What needs to be done =>
In the gold investment text, rewrite everything from "In the most" down to "you store it.", swapping "liquidate" for "sell".

Text segment =>
━━━━━━━━━━━━━━━━━━━━

The more significant aspect of the crypto experiment is that it is a trial balloon for government issued digital currencies, which are likely to infringe upon individual freedom and throw gasoline on the inflation fire. The Fed quietly rolled out the first step toward a central bank digital currency earlier this month with their FedNow payment system. This has led even hardcore crypto enthusiasts to consider physical gold.
Gold is one of a few metals currently experiencing investment in new mine production. In recent years, financial investment from big mining companies mostly involved buying up smaller mining companies. Those were simply balance sheet transactions intended to shift ownership of the gold pie without doing much to increase its overall size. This year, however, mines are physically expanding around the world. Gold mining conglomerates are aggressively spending on land, labor, and equipment, signaling that the organizations which know this industry best are suddenly quite bullish.
Economy’s Impact on Gold Supply
Given all these factors, it’s a wonder that gold has not achieved even greater gains this year. One reason for this is the economic hardship and disparity which has grown dramatically since the pandemic. While economic uncertainty is viewed as a bullish sign by the investor class, it is viewed differently from those struggling to make ends meet.
Internet searches for “pawn shops near me” have spiked this year as cash-strapped, working-class people are forced to sell family heirlooms as inflation raises their cost of living. This small boost to supply has helped keep the price under $2,000 for the moment, but we cannot expect that to last.
Another reason gold’s rally has been held somewhat in check is the psychology of the market, as record high prices tend to be a point of resistance even when the fundamentals indicate it should move higher. Major changes in valuation tend to occur slowly and then all at once. Our simple advice is to make your gold purchases prior to the “all at once” part.
What is the Best Way to Own Gold?
In the most basic sense, the answer is physical bars and coins. However, that leads to the issues of where to keep them and how to conveniently liquidate or convert them to other investments in a timely manner in the future. For long-term macro risk hedging purposes, own physical gold and be smart about where you store it.
The case for gold is not completely reliant on the collapse of our economic system, but on the perceived threat of collapse. Hopefully, we won’t soon be living in a post-apocalyptic future where barter and gold coins are the only means of survival.

━━━━━━━━━━━━━━━━━━━━

Dataset content =>
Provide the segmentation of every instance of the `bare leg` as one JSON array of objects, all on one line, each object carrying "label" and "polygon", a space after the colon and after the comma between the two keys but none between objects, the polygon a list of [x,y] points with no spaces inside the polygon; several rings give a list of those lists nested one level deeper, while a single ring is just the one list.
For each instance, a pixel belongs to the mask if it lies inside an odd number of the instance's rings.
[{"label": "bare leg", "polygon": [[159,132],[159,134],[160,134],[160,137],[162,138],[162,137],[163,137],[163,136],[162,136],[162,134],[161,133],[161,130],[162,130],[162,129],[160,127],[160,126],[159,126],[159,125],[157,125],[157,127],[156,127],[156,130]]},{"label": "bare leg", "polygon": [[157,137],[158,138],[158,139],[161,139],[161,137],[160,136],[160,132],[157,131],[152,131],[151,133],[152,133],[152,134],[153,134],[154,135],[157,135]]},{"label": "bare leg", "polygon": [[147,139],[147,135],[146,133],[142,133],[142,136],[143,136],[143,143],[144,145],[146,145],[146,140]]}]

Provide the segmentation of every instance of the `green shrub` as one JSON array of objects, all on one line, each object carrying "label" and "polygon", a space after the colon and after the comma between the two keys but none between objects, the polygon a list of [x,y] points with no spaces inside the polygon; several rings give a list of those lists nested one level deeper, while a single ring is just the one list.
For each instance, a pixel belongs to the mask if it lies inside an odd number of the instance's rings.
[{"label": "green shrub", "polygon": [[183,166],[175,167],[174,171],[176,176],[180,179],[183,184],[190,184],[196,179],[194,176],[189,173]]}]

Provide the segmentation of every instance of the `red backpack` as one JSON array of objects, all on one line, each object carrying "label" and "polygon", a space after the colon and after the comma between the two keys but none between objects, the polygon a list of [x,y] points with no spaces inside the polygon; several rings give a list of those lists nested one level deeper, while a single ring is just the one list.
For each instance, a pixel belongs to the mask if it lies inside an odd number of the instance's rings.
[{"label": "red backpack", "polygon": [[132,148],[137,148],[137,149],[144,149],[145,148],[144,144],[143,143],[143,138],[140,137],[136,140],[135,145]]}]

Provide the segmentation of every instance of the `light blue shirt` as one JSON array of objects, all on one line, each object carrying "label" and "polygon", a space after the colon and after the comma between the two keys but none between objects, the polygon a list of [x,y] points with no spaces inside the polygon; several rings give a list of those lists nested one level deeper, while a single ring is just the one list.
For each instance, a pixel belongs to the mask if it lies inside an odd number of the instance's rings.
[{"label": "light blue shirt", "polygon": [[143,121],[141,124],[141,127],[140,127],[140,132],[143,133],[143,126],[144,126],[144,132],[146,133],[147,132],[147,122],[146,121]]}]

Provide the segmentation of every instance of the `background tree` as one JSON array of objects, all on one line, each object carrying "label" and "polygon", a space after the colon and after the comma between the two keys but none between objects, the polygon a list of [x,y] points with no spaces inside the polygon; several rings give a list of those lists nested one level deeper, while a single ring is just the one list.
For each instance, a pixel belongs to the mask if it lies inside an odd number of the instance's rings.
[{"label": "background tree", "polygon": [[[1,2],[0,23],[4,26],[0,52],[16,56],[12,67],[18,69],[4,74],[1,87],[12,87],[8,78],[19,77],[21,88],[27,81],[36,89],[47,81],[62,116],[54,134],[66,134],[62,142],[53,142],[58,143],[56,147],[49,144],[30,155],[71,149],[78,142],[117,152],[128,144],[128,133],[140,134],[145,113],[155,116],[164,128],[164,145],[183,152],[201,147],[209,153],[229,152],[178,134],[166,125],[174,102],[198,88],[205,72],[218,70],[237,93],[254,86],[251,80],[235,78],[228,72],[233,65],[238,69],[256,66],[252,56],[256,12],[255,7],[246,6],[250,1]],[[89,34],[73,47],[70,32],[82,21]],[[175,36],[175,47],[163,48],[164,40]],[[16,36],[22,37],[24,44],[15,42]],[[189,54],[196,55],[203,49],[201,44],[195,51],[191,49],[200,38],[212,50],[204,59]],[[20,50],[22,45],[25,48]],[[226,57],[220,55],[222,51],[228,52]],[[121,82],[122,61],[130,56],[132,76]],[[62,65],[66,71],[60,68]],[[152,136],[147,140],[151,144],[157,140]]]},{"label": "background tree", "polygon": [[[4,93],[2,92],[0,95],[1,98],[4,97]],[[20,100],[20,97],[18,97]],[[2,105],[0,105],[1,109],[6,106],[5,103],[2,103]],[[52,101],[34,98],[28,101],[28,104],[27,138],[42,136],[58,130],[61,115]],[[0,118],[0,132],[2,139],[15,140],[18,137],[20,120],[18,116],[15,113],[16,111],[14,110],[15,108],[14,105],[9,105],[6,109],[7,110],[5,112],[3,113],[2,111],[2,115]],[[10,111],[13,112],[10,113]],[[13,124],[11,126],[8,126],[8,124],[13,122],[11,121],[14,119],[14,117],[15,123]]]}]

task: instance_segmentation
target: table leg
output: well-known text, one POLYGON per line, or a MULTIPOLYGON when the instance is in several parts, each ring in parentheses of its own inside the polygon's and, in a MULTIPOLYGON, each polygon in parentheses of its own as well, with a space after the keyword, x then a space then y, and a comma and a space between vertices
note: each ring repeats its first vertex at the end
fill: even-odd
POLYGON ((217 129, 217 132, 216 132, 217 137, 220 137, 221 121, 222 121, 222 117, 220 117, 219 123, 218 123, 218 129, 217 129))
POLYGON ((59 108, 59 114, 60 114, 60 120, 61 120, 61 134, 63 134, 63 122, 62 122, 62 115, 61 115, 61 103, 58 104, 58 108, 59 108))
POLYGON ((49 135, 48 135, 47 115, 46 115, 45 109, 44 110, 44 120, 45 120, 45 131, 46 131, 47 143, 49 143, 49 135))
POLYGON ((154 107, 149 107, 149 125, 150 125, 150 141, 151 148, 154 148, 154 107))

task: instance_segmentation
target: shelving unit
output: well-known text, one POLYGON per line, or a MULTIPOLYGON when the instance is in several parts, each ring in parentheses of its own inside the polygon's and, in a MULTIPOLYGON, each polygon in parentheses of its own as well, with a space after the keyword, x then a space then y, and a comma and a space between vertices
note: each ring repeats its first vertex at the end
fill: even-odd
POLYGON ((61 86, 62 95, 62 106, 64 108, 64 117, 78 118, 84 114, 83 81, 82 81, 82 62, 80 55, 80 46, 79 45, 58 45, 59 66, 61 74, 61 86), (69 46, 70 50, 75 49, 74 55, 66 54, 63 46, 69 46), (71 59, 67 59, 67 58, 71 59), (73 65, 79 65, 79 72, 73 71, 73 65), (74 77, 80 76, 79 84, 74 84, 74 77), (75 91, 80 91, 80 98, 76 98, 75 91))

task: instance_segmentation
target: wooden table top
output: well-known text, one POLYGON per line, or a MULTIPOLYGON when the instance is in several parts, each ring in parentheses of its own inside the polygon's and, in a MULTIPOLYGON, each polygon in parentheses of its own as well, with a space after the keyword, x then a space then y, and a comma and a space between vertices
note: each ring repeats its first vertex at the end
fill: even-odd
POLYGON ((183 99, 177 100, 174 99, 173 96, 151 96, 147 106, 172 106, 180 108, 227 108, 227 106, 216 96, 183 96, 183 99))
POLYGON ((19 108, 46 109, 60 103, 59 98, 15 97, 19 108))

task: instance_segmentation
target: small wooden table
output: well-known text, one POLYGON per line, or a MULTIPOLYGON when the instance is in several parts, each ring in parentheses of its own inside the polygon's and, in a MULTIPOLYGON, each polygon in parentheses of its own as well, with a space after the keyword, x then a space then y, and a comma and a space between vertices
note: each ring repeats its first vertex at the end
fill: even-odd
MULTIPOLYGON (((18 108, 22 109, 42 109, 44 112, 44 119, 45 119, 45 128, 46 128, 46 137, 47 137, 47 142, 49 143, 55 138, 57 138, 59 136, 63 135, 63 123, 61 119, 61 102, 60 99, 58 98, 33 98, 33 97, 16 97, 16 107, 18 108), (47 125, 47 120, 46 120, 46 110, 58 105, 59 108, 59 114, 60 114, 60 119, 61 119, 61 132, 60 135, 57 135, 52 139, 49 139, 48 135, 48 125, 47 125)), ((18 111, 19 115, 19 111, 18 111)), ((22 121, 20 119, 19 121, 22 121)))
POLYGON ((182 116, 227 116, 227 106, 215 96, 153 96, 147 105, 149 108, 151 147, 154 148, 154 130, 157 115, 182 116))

━━━━━━━━━━━━━━━━━━━━

Result of this task =>
In the most basic sense, the answer is physical bars and coins. However, that leads to the issues of where to keep them and how to conveniently sell or convert them to other investments in a timely manner in the future. For long-term macro risk hedging purposes, own physical gold and be smart about where you store it.